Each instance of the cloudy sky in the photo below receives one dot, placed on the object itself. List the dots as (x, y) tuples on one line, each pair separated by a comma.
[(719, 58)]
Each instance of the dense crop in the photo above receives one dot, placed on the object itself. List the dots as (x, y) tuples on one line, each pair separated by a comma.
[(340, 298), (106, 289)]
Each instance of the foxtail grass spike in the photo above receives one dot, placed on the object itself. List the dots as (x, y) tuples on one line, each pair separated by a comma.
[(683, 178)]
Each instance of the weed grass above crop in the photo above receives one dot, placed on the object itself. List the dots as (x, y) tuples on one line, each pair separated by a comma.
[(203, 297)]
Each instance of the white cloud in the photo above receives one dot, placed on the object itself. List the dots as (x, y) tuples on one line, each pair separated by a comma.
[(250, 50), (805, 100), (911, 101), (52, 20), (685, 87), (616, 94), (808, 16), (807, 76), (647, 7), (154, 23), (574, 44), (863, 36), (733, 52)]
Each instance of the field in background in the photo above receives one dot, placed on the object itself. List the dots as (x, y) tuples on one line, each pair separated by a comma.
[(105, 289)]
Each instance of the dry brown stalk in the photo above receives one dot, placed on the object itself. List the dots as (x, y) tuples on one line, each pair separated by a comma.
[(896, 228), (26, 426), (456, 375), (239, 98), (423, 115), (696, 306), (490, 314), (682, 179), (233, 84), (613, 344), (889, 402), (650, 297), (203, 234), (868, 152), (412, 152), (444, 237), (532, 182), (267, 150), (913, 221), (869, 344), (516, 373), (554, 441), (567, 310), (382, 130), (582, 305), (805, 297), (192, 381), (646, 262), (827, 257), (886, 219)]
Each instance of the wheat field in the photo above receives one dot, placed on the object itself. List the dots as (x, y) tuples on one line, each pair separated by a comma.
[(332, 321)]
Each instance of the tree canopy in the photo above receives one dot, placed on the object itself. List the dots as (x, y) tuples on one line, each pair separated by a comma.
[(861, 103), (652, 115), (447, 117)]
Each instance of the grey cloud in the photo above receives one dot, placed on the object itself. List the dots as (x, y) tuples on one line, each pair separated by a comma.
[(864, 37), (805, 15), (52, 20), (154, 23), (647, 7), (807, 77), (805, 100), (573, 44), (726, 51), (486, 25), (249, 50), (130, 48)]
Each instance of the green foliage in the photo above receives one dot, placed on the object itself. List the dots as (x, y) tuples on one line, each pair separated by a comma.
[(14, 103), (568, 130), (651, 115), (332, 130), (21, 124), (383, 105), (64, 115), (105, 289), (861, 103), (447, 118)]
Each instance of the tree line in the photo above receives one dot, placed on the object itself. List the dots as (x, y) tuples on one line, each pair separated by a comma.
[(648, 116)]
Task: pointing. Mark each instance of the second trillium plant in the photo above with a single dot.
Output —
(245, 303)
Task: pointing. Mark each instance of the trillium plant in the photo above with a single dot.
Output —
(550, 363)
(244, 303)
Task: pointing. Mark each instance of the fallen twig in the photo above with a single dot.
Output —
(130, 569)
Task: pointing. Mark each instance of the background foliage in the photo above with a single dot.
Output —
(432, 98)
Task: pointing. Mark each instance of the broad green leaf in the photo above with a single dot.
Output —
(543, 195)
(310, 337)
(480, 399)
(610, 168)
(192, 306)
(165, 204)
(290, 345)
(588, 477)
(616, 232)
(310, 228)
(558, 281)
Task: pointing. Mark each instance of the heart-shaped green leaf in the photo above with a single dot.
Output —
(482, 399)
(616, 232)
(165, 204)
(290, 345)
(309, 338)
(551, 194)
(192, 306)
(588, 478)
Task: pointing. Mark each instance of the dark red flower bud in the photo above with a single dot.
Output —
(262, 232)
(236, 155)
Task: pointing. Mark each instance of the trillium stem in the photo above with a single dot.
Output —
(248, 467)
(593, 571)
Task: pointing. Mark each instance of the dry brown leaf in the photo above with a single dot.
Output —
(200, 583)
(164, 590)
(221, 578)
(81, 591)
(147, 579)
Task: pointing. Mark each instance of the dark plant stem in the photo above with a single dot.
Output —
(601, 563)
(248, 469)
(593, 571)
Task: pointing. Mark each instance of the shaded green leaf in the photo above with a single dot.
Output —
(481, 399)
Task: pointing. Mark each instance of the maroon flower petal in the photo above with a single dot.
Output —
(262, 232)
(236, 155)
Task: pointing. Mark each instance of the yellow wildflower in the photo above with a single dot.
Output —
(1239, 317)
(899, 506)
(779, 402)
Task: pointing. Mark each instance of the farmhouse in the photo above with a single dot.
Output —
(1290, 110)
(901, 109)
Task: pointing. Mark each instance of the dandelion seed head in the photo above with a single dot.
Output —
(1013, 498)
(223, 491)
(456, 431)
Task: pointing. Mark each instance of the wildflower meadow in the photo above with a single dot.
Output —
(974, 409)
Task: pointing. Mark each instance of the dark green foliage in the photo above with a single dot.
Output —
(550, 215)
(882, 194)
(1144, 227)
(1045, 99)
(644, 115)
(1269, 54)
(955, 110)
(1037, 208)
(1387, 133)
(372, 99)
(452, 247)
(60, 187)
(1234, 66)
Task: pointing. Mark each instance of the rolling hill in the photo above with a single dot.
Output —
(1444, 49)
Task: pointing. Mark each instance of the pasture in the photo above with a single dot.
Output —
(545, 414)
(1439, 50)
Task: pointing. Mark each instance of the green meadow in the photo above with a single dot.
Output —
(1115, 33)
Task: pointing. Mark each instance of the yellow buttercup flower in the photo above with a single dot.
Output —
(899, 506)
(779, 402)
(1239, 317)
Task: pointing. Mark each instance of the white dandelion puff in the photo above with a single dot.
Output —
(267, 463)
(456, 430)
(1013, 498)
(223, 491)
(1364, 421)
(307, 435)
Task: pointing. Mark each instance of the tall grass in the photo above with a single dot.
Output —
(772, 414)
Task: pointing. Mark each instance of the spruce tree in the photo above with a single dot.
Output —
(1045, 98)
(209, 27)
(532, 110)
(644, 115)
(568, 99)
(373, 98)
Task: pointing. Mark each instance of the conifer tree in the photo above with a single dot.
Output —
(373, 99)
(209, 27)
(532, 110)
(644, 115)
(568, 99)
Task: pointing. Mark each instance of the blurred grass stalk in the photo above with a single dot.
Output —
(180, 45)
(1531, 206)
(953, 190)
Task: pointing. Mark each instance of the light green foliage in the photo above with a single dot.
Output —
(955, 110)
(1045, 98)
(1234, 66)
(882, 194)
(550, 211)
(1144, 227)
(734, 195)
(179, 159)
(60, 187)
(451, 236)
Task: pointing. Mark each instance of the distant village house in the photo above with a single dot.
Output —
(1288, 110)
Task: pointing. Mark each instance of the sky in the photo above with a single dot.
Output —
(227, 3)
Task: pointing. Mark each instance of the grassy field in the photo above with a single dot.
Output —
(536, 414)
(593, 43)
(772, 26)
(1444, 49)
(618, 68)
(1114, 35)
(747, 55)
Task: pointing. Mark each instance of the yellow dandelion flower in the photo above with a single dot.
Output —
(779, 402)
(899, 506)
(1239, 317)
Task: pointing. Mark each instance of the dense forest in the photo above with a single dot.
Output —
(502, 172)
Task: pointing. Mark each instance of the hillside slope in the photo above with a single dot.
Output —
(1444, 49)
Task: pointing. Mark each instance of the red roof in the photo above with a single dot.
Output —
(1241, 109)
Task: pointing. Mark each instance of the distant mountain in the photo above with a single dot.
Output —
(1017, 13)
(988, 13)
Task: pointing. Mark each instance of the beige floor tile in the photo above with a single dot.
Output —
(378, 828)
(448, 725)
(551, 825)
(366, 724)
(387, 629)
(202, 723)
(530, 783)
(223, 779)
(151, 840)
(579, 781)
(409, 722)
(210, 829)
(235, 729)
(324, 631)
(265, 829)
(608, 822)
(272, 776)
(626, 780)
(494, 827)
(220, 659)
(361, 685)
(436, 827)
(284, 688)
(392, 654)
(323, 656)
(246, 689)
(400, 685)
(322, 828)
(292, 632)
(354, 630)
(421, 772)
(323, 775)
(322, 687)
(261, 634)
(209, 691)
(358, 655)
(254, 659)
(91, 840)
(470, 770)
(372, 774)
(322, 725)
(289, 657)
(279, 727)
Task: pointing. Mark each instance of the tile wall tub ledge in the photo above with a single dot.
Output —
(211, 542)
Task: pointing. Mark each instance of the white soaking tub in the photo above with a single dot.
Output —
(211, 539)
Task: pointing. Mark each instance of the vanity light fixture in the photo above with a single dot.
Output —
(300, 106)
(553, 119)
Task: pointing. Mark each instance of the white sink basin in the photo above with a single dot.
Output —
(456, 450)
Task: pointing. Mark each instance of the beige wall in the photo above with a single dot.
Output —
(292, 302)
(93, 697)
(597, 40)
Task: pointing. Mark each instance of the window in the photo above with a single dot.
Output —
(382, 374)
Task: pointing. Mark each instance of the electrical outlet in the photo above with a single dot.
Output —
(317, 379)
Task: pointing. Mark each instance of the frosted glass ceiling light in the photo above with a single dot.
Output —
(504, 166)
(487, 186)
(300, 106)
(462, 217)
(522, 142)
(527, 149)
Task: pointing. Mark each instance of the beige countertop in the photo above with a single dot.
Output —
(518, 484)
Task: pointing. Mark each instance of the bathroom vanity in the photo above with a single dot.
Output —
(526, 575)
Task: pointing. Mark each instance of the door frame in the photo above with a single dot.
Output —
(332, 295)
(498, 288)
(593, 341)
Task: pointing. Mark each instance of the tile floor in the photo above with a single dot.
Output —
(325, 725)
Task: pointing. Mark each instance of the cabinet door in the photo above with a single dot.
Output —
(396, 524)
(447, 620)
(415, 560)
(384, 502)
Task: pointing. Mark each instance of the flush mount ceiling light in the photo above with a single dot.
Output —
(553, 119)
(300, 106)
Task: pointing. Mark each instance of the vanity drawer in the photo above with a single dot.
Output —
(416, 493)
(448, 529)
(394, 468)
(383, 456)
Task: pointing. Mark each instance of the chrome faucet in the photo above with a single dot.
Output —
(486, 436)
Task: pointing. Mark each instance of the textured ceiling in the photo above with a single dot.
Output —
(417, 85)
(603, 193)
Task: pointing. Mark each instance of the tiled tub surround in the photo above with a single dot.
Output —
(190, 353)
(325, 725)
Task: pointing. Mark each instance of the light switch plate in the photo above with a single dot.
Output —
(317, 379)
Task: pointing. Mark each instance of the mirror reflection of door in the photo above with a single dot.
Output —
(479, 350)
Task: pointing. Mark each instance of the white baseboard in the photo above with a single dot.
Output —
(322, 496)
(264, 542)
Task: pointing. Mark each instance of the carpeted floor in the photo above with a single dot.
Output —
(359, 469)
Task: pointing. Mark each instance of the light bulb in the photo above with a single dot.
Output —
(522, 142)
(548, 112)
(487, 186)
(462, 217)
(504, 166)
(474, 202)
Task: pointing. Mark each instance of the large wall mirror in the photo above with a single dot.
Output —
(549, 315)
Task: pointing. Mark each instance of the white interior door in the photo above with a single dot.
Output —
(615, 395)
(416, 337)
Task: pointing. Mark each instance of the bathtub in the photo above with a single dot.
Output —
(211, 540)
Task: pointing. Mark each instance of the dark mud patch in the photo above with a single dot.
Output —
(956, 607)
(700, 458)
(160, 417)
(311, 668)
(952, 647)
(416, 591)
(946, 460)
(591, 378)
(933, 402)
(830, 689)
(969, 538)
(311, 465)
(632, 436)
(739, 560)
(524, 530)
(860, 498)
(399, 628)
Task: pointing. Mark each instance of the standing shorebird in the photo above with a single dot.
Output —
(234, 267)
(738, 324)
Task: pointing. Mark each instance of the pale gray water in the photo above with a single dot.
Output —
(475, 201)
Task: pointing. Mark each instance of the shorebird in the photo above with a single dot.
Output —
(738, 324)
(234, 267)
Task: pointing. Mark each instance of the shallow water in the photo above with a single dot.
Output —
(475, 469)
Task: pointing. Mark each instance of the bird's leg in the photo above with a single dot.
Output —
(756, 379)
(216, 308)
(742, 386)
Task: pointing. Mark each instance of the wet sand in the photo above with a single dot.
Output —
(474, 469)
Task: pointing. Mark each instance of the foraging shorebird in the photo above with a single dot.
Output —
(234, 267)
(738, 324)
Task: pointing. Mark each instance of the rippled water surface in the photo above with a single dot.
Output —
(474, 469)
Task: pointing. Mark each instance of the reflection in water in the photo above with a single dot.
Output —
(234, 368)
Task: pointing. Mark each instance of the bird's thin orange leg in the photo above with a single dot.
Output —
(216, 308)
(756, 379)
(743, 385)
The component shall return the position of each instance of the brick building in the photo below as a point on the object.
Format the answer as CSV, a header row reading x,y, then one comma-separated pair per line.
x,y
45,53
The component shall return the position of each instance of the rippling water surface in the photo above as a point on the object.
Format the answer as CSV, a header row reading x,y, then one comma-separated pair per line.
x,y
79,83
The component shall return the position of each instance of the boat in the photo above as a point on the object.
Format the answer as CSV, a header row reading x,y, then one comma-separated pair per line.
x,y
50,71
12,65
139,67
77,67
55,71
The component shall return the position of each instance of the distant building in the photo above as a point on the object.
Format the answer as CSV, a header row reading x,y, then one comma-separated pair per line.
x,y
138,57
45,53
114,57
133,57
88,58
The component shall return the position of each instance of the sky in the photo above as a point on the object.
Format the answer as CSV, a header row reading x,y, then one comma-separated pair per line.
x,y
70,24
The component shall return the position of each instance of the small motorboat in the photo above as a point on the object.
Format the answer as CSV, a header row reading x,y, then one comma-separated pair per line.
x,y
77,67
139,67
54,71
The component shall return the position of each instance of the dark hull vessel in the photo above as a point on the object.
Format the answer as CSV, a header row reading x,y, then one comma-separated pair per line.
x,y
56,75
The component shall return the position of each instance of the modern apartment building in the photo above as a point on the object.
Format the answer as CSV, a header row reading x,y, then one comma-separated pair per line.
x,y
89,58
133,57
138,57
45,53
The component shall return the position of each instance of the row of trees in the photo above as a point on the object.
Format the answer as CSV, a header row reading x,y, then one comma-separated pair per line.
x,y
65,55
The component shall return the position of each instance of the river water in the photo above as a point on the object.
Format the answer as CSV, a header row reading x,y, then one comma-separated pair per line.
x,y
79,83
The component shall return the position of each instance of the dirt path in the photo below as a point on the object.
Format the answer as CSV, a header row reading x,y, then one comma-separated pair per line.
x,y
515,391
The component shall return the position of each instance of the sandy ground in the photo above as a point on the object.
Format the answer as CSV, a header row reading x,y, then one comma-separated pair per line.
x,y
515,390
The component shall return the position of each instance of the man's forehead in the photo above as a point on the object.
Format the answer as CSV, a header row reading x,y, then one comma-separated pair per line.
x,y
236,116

_ _ _ _

* [Objective]: Could you retype the rows above, from the very first line through the line containing "[(105, 289)]", with both ends included and every character unchanged?

* [Response]:
Each instance of the cloudy sky in the photo below receives one dot, placed on the object itself. List the dots as (x, y) tuples on one line, each pair separated by a comma.
[(719, 58)]
Each instance of the dense crop in the photo above receives one dot, placed on the object itself. List the dots as (x, y) tuples on one line, each pair separated by a comma.
[(340, 298), (106, 289)]
Each instance of the foxtail grass spike in the photo above receives one dot, placed on the object itself. List the dots as (x, y) tuples on one line, each pair separated by a comma.
[(683, 178)]
Each instance of the weed grass above crop in the photo above receives one dot, placed on the object itself. List the dots as (x, y) tuples on one line, each pair separated by a comma.
[(203, 297)]
Each instance of the white cloud in the photo above receives one dot, placed on the object itself. List the dots as (x, y) tuples on one line, each pair separated by a comma.
[(250, 50), (805, 100), (911, 101), (52, 20), (685, 87), (616, 94), (808, 16), (807, 76), (647, 7), (154, 23), (574, 44), (863, 36), (733, 52)]
Each instance of the field in background in the photo above receives one dot, placed on the object itself. List the dots as (x, y) tuples on one line, each pair separated by a comma.
[(105, 289)]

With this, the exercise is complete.